**Problem details**
Tally the lines in the material below that contain the string "give", treating uppercase and lowercase as different, and reply with the number alone.

--- BEGIN Source data ---

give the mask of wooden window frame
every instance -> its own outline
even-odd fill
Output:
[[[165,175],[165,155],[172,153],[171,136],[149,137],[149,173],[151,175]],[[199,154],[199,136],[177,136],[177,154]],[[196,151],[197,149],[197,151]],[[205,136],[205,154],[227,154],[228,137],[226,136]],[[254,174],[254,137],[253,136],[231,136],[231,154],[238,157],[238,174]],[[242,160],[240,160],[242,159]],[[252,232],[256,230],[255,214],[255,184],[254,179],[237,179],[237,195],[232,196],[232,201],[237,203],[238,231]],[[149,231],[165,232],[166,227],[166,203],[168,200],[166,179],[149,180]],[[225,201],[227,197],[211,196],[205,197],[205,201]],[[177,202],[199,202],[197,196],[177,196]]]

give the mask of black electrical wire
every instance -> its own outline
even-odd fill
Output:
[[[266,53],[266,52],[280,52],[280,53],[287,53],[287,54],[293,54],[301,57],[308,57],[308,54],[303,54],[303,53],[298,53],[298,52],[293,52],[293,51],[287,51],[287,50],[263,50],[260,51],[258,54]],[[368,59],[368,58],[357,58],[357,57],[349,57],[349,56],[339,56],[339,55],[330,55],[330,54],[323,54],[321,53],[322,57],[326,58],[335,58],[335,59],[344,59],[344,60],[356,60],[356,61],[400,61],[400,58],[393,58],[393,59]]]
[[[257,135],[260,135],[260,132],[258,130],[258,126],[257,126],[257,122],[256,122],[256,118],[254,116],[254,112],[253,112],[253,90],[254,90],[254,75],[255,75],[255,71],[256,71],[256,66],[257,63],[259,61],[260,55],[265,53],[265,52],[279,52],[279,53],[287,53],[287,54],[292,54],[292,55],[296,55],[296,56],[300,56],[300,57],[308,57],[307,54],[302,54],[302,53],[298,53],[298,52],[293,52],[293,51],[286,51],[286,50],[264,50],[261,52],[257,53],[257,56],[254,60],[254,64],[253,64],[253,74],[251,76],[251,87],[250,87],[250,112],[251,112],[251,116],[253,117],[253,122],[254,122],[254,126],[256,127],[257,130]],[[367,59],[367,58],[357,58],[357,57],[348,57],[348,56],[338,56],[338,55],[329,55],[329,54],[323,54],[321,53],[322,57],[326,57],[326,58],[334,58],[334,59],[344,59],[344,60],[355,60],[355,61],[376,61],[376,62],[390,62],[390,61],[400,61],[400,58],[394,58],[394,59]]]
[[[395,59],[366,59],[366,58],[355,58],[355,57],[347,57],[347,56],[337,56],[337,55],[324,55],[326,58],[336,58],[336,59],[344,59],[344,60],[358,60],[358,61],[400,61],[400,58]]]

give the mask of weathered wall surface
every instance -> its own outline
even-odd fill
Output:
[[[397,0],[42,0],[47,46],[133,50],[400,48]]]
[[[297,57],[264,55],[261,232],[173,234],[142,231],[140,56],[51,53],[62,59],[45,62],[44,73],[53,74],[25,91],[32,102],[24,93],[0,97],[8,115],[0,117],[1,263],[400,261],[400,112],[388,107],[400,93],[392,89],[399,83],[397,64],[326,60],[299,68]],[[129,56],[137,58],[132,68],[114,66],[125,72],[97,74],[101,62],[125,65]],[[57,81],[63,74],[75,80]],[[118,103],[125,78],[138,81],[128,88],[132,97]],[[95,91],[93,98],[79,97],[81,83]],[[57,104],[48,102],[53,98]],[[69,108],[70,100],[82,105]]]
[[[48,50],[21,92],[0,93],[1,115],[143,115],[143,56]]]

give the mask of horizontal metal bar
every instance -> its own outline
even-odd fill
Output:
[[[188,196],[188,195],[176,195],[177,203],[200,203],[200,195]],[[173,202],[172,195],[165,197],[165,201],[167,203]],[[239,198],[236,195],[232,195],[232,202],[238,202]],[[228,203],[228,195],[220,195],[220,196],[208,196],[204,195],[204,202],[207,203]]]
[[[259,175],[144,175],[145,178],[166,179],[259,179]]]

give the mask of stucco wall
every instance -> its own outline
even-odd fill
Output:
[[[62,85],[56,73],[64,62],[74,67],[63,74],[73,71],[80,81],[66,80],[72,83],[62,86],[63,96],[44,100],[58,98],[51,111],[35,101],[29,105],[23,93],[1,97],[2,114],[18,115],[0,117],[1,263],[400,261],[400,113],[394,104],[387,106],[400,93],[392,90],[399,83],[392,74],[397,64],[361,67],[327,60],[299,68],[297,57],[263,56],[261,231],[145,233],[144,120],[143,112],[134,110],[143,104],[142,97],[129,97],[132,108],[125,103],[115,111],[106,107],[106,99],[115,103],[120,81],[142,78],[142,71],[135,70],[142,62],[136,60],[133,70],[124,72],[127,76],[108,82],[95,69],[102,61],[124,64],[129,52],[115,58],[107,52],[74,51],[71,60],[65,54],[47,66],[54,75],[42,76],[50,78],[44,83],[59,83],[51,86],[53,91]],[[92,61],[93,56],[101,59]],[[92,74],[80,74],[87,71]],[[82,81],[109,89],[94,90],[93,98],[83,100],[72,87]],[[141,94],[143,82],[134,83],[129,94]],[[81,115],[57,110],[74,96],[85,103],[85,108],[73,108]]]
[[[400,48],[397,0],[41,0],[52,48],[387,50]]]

--- END Source data ---

**Completed task**
5